(Data)

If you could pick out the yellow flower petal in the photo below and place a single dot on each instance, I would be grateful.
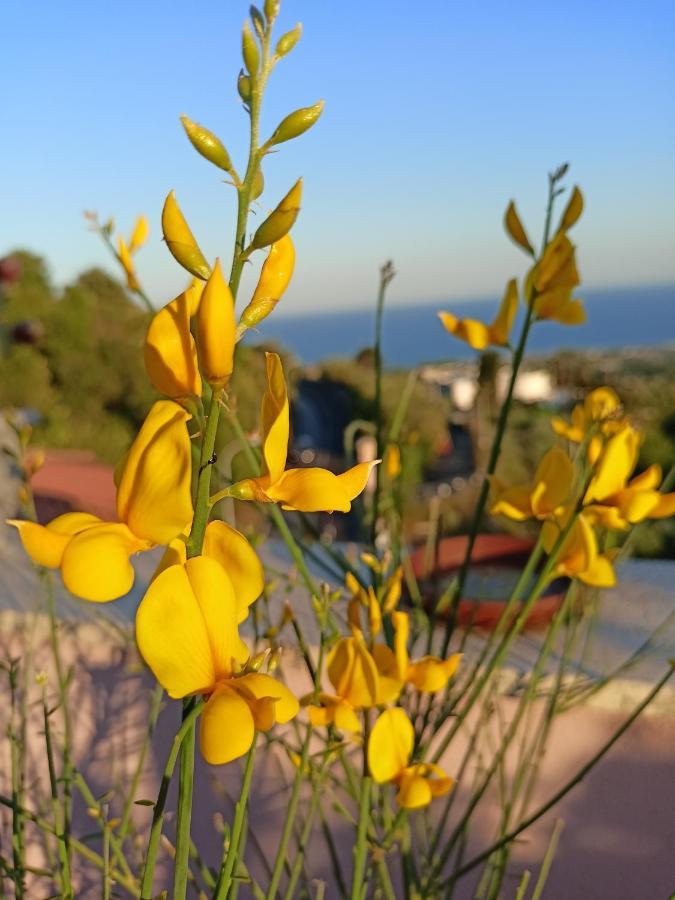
(430, 674)
(216, 329)
(552, 482)
(170, 353)
(354, 480)
(390, 745)
(414, 791)
(154, 497)
(310, 490)
(615, 465)
(172, 636)
(501, 327)
(46, 544)
(215, 596)
(263, 687)
(226, 727)
(275, 418)
(244, 569)
(353, 672)
(95, 564)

(End Data)

Problem requirements - Extract every line of the data exactly; pictures stay out.

Finished task -
If you could pick out the yellow flower petal in the photo below and place a single dot on each instance, I would be grateful.
(430, 674)
(216, 329)
(552, 482)
(170, 353)
(354, 480)
(390, 745)
(414, 791)
(154, 497)
(310, 490)
(615, 465)
(172, 636)
(501, 327)
(46, 544)
(215, 596)
(263, 687)
(226, 727)
(275, 418)
(244, 569)
(353, 672)
(95, 564)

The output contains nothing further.